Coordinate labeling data
● ● ● ● ● ● ●

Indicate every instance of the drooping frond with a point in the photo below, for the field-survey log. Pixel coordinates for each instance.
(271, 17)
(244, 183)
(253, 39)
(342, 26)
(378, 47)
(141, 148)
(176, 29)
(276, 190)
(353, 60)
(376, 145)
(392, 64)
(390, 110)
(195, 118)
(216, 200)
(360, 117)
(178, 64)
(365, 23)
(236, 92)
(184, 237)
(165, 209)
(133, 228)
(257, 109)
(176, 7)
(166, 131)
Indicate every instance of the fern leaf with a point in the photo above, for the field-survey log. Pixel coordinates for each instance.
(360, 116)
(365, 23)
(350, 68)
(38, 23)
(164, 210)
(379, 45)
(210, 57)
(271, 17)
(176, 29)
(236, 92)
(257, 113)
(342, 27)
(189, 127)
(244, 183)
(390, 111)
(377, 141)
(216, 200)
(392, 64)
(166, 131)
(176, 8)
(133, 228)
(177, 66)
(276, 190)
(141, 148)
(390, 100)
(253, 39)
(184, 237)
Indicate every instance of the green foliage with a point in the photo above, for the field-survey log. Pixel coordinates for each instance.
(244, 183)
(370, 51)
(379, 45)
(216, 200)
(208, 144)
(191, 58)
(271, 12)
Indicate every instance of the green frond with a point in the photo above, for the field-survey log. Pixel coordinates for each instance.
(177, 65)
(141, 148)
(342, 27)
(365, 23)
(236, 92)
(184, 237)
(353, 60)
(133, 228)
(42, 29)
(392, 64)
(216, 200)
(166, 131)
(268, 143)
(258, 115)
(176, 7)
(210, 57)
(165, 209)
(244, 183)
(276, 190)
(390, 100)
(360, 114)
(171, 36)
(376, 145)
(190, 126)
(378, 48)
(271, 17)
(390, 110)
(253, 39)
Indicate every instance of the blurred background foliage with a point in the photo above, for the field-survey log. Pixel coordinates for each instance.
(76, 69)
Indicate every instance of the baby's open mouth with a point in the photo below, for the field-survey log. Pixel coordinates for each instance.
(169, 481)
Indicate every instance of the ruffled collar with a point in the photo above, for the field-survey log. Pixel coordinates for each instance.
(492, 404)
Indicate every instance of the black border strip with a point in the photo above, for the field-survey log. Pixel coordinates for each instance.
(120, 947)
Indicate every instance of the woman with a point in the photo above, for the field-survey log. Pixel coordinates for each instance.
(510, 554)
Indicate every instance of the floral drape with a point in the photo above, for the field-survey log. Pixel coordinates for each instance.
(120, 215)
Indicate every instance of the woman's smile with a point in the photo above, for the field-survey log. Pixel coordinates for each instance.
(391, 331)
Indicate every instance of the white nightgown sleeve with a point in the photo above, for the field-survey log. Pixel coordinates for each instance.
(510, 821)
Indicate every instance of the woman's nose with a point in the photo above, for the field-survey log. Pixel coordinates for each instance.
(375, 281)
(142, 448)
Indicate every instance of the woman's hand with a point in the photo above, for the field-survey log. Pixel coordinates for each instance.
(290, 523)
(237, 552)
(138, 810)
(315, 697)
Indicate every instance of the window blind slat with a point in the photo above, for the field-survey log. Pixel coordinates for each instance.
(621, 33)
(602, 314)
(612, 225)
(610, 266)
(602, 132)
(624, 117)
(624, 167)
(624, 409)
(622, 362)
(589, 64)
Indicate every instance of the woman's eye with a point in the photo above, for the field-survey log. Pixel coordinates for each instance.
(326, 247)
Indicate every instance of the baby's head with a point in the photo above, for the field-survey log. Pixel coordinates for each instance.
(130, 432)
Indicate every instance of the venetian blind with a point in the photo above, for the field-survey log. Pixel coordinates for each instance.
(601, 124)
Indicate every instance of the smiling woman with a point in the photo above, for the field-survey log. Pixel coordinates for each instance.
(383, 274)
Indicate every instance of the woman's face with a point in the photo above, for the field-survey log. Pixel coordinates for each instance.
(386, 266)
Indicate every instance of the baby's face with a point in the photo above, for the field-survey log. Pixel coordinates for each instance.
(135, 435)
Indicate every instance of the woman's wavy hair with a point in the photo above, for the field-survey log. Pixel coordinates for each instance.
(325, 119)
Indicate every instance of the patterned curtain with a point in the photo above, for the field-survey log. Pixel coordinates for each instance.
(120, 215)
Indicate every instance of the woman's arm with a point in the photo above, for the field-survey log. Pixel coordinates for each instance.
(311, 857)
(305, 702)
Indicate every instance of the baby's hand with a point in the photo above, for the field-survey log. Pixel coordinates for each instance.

● ● ● ● ● ● ●

Please turn all the rows above into a numbered list, leaving out any blank lines.

WRITTEN ANSWER:
1. Indicate every instance of the drooping frond with a point in the photo below, for the field-survey log. Pixel coordinates for each instance.
2. (271, 17)
3. (244, 183)
4. (253, 39)
5. (342, 26)
6. (378, 47)
7. (141, 148)
8. (176, 29)
9. (276, 190)
10. (353, 60)
11. (376, 145)
12. (392, 64)
13. (390, 110)
14. (195, 118)
15. (216, 200)
16. (360, 117)
17. (178, 64)
18. (365, 23)
19. (236, 92)
20. (184, 237)
21. (165, 209)
22. (133, 228)
23. (257, 109)
24. (176, 7)
25. (166, 131)
26. Indicate every instance of the fern leaf with a point in the photo above, for the field-survey log. Pixel coordinates for each instance.
27. (360, 116)
28. (365, 23)
29. (350, 68)
30. (38, 23)
31. (164, 210)
32. (379, 45)
33. (210, 57)
34. (271, 17)
35. (176, 29)
36. (236, 92)
37. (257, 113)
38. (342, 27)
39. (189, 127)
40. (244, 183)
41. (390, 111)
42. (377, 141)
43. (216, 200)
44. (392, 64)
45. (166, 131)
46. (176, 8)
47. (133, 228)
48. (177, 66)
49. (276, 190)
50. (141, 148)
51. (390, 100)
52. (253, 39)
53. (184, 237)
54. Indicate every instance of the green foliage with a point in the photo above, for the field-survey log. Pixel coordinates for each instance.
55. (244, 183)
56. (370, 51)
57. (379, 45)
58. (216, 200)
59. (208, 144)
60. (191, 58)
61. (271, 12)
62. Indicate every instance of the green frond with a point in the photo above, for the field-survey log. Pixel coordinates for each instance.
63. (177, 65)
64. (141, 148)
65. (342, 27)
66. (365, 23)
67. (236, 92)
68. (184, 237)
69. (353, 60)
70. (133, 228)
71. (42, 29)
72. (392, 64)
73. (216, 200)
74. (166, 131)
75. (268, 143)
76. (258, 115)
77. (176, 7)
78. (210, 57)
79. (165, 209)
80. (244, 183)
81. (276, 190)
82. (390, 100)
83. (360, 114)
84. (171, 36)
85. (376, 145)
86. (190, 126)
87. (378, 48)
88. (271, 17)
89. (390, 110)
90. (253, 39)
91. Indicate every instance of the blurred background foliage with a point in the photo above, for the field-survey log. Pixel coordinates for each instance.
92. (76, 69)
93. Indicate every instance of the baby's open mouth with a point in the photo below, for the field-survey log. Pixel coordinates for each instance.
94. (169, 481)
95. Indicate every instance of the ruffled collar with a point in the photo above, for the field-survey log. Pixel coordinates for each instance.
96. (492, 404)
97. Indicate every instance of the black border strip with a point in the photo above, for the field-survey log. Pixel coordinates for each instance.
98. (120, 947)
99. Indicate every instance of the woman with a point in the photo above, for the field-survey log. Pixel coordinates for each instance.
100. (510, 554)
101. Indicate every instance of the floral drape with a point in the photo above, for the field-survey log. Pixel coordinates for each instance.
102. (120, 215)
103. Indicate every instance of the woman's smile with a point in the photo above, for the field-survey log. Pixel coordinates for each instance.
104. (391, 331)
105. Indicate every instance of the white nightgown sleeve with a point in the photo above, for the field-survey log. Pixel coordinates for each instance.
106. (510, 821)
107. Indicate every instance of the woman's nose with a point in the photo above, for the field-survey log. Pixel coordinates for each instance.
108. (375, 281)
109. (142, 448)
110. Indicate every instance of the woman's hand with a point in the photo above, for the field-survey log. Pixel coordinates for each instance.
111. (290, 523)
112. (237, 552)
113. (138, 810)
114. (315, 697)
115. Indicate every instance of the window blind slat with a point in the photo above, for the field-survey log. Pixel coordinates for each instance.
116. (621, 33)
117. (602, 314)
118. (612, 225)
119. (610, 266)
120. (602, 132)
121. (624, 117)
122. (624, 167)
123. (624, 409)
124. (622, 362)
125. (589, 64)
126. Indicate every instance of the woman's eye with a point in the photo above, for the field-survey log. Pixel coordinates for each instance.
127. (326, 247)
128. Indicate every instance of the baby's head with a point in the photo above, for the field-survey log. Pixel coordinates for each instance.
129. (130, 432)
130. Indicate every instance of the venetian blind with a point in the photo above, for the field-survey log. Pixel coordinates for each instance.
131. (601, 124)
132. Indicate every instance of the smiling woman with a point in the photo above, for the field-survey log. Pixel coordinates for each instance.
133. (383, 274)
134. Indicate every instance of the woman's face with a point in the photo above, for the field-survey log. Pixel coordinates for each instance.
135. (386, 266)
136. Indicate every instance of the baby's face with a point in the photo above, for the field-survey log. Pixel coordinates for each instance.
137. (135, 435)
138. Indicate every instance of the woman's wavy hair with a point in the photo above, for the field-survey log. Pixel coordinates for each instance.
139. (325, 119)
140. Indicate every instance of the patterned curtain with a point in the photo above, for the field-survey log. Pixel coordinates for each instance.
141. (120, 215)
142. Indicate every instance of the woman's arm with a point in the photo above, for the field-survey log. Pixel coordinates for each instance.
143. (311, 857)
144. (305, 702)
145. Indicate every instance of the baby's hand with a point in the photo above, for the field-survey log. Pixel coordinates for each instance.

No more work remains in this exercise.